• **What you will do**
Word for word, print each record, dropping any image it holds.

• **Available data**

BEGIN

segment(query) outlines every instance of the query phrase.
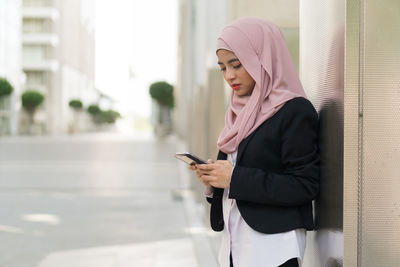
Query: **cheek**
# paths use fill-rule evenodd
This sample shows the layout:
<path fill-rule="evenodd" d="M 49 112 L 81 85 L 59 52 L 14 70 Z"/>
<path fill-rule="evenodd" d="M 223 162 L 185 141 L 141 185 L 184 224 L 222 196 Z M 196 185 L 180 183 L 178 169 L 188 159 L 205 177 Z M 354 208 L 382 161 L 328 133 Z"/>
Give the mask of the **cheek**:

END

• **Your solution**
segment(query) outlines every instance of the query phrase.
Query: **cheek**
# paths use fill-rule evenodd
This sample shows the layout:
<path fill-rule="evenodd" d="M 49 112 L 81 85 L 59 52 L 14 70 Z"/>
<path fill-rule="evenodd" d="M 223 162 L 185 141 L 141 185 L 184 224 L 222 196 Z M 196 185 L 180 183 L 178 169 L 188 159 L 205 177 Z M 354 208 L 382 161 L 328 133 Z"/>
Give the mask of the **cheek**:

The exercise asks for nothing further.